## Quoted passage
========
8. Remember to keep namespaces straight (in both XPath and XPointer applications).

While namespaces in XML continue to make for spirited discussion in some circles, they're for the foreseeable future an inevitable feature of the XML landscape.

In XPath applications, you need to understand three terms: the qualified name, the local name, and the expanded name.

The qualified name (often abbreviated "qname") of an element or attribute is the node's name, including the namespace prefix (if any), as it appears in the document being accessed via XPath. If an element's name in a source document is book:section, that's its qname.

A node's local name is the name as it appears in the source document, shorn of any namespace prefix. (You might call this the un-qname.) For an element in a document named book:section, the local name is simply section.

The expanded name of an element or attribute is what most namespace-aware applications really care about (unless you instruct them not to). It's a combination of the URI associated with the namespace prefix, plus the local name. Assume the book: namespace prefix is declared like this:

   xmlns:book="http://my.example.org/namespaces/book"
========
## Collected data
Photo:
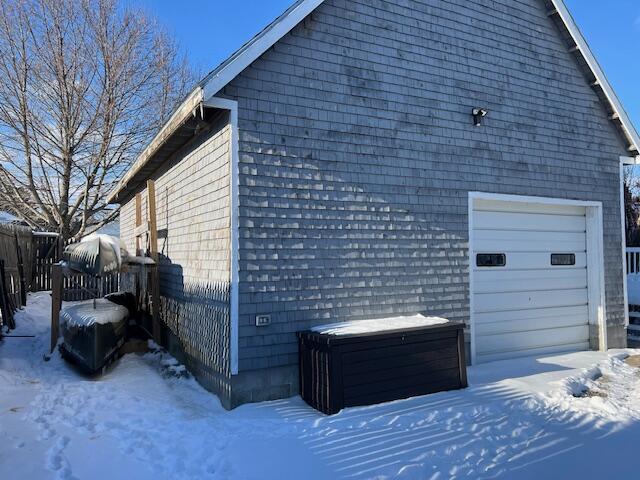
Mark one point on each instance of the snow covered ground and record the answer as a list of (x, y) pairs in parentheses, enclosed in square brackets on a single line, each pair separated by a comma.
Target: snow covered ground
========
## Problem 1
Using the passage on XML namespaces in XPath, answer these questions:
(a) Which three terms does it say you need to understand?
(b) What is the local name of an element named book:section?
(c) What two things combine to form an expanded name?
## Problem 2
Render this sentence from the passage on XML namespaces in XPath into Spanish: "A node's local name is the name as it appears in the source document, shorn of any namespace prefix."
## Problem 3
Continue the passage on XML namespaces in XPath, starting right after its last sentence.

## Written answer 1
(a) The qualified name, the local name, and the expanded name.
(b) section
(c) The URI associated with the namespace prefix and the local name.

## Written answer 2
El nombre local de un nodo es el nombre tal como aparece en el documento de origen, despojado de cualquier prefijo de espacio de nombres.

## Written answer 3
Then the expanded name of the book:section element is the combination of the strings "http://my.example.org/namespaces/book" and "section". Exactly how the application builds the expanded name is up to the application's developer. Most seem to follow a de-facto standard of enclosing the namespace URI in curly braces, { and } characters, followed by the local name. Such an application would thus represent the expanded name of the book:section element as follows:

   {http://my.example.org/namespaces/book}section

The important thing to you as a user of XPath isn't the exact algorithm for building an expanded name (which in any case is directly accessible only within the processor itself, not to XPath expressions). The important thing is that the processor will in general use only the expanded name if it needs to disambiguate element or attribute names. Consider a document which has two elements, xsl:template and transform:template. Their local names are identical; the only way to tell if the element names really are identical is to examine their namespace URIs as well. If both the xsl: and the transform: prefix are bound to the namespace URI "http://www.w3.org/1999/XSL/Transform", then the two elements have the same "name" even though their prefixes are different.

One implication of all this is that using the XPath name() function to return an element or attribute's "name" is a little deceptive: it returns the qname. And no matter how unique its qname, a given element or attribute may in fact have a name identical to others' simply because their namespace URIs match, even when the prefixes are different.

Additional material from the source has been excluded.